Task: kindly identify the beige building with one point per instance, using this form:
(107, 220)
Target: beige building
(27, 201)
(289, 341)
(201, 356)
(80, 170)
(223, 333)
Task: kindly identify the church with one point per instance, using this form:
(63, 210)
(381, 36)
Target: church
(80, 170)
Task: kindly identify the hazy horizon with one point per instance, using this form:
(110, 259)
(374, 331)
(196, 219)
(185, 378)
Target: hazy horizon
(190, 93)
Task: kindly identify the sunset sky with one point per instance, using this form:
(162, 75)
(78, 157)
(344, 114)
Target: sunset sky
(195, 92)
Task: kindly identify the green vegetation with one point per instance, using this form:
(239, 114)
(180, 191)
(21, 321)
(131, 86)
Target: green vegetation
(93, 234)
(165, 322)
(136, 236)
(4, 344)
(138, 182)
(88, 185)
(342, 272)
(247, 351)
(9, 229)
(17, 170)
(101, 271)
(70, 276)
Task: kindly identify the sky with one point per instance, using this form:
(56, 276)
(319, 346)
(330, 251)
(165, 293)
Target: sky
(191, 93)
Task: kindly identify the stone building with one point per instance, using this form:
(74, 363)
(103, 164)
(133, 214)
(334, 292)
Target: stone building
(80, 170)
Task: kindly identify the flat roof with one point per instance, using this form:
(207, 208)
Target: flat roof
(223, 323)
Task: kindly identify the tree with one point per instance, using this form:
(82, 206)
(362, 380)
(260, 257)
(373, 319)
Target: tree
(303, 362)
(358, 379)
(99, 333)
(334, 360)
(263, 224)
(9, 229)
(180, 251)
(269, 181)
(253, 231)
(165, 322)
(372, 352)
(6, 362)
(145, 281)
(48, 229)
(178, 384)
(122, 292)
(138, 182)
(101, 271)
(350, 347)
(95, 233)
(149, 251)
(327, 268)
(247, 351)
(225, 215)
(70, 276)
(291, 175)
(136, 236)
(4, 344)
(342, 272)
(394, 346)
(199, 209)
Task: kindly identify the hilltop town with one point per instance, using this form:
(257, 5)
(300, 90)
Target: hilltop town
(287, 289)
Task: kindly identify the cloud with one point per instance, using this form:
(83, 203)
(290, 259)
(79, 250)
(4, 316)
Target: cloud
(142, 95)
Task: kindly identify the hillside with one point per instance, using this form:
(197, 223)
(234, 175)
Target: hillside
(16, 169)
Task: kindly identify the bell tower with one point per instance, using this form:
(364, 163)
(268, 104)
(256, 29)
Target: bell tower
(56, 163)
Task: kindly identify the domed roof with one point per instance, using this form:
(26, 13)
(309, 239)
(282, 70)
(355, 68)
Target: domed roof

# [Instructions for the task]
Leave out every line before the one containing "Task: kindly identify the tree". Transcribe that line and all lines after it through the end of the data above, exactly.

# [Result of the exercise]
Task: kindly identify the tree with one point per instance, using this form:
(82, 206)
(362, 380)
(260, 257)
(373, 319)
Target: tree
(303, 362)
(358, 379)
(99, 333)
(334, 360)
(263, 224)
(9, 229)
(180, 251)
(269, 181)
(253, 231)
(165, 322)
(372, 352)
(6, 362)
(145, 281)
(48, 229)
(178, 384)
(122, 292)
(138, 182)
(101, 271)
(350, 347)
(95, 233)
(149, 251)
(327, 268)
(247, 351)
(225, 215)
(70, 276)
(291, 175)
(136, 236)
(4, 344)
(342, 272)
(394, 346)
(199, 209)
Task: kindly identify the hilltop town with one point per instance, using this form:
(257, 5)
(300, 90)
Target: hilltop town
(287, 289)
Task: kindly identify the cloud with one point per instance, using this form:
(83, 203)
(290, 259)
(79, 250)
(4, 316)
Target: cloud
(142, 95)
Task: kindly identify the hillside with one point per instance, using this form:
(197, 223)
(234, 175)
Target: hillside
(16, 169)
Task: kindly identify the bell tower with one point per instance, using this form:
(364, 163)
(268, 104)
(256, 29)
Target: bell tower
(56, 163)
Task: kindly identify the domed roof with one point per instance, using this form:
(26, 13)
(309, 239)
(282, 70)
(355, 68)
Target: domed roof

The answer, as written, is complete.